• [SELECTED PASSAGE]
· · · ·

Background information
- Born: March 10, 1969 (age 57) New York City, U.S.
- Genres: Hardcore punk, post-hardcore, alternative rock, alternative metal
- Occupations: Musician, record producer
- Instruments: Vocals, guitar, bass guitar, piano
- Years active: 1985–present
- Label: Big Scary Monsters
- Member of: Youth of Today, Gorilla Biscuits, Quicksand, Rival Schools, Walking Concert, Dead Heavens
- Formerly of: CIV, Vanishing Life, Moon Dog, World's Fastest Car, Walter and the Motorcycles

= Walter Schreifels =

American rock musician

Walter Arthur Schreifels (born March 10, 1969) is an American rock musician from New York City.

== Career ==
In the late 1980s, he played in many New York hardcore bands, most notably Youth of Today and Gorilla Biscuits, where he was also the songwriter and lyricist. After Gorilla Biscuits broke up, he formed the short-lived Moondog, releasing only a bootleg 7" record. Moondog would transition into the more aggressive post-hardcore band Quicksand. Quicksand went on hiatus in the late nineties. He also collaborated with his former Gorilla Biscuits bandmates in the melodic hardcore band CIV, writing much of their first LP and one song on their follow-up LP despite not actually playing on the record. He went on to start World's Fastest Car, a relatively short-lived project. The band recorded a demo and an EP, neither of which have been officially released. The EP was supposed to be released by Revelation Records, but that never came to fruition due to their breakup. Later, he helped create the melodic indie rock-styled band Rival Schools. After Rival Schools' dissolution, he went on to form Walter and the Motorcycles, who recorded but never released a self-titled LP and played a few shows but quickly broke up. Walking Concert, his next project, was heavily influenced by classic British acts such as Elvis Costello, The Kinks, Syd Barrett, David Bowie and The Smiths. In addition to a new solo acoustic LP scheduled for release in 2008, Schreifels reformed Rival Schools in June 2008 with plans to release a new album. In October 2009, he appeared on "Memoria: A Tribute to the Alternative 90s" (Yr Letter Records) with "When You Sleep", a My Bloody Valentine cover. In 2014, Schreifels joined a blues rock band that would come to be known as Dead Heavens.

· · · ·

• [DATA BLOCK]
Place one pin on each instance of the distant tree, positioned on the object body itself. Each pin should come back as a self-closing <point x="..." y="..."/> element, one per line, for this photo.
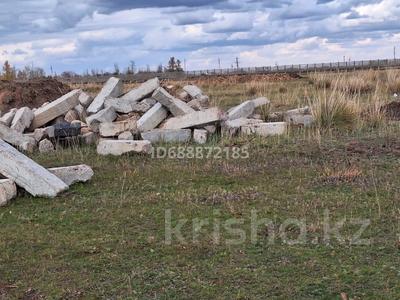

· · · ·

• [WHAT THE TASK REQUIRES]
Answer these questions from the Walter Schreifels text above:
1. Which record label does it list for him?
2. Which band did Moondog transition into?
3. In what year did he join the blues rock band later known as Dead Heavens?

• [TASK RESULT]
1. Big Scary Monsters
2. Quicksand
3. 2014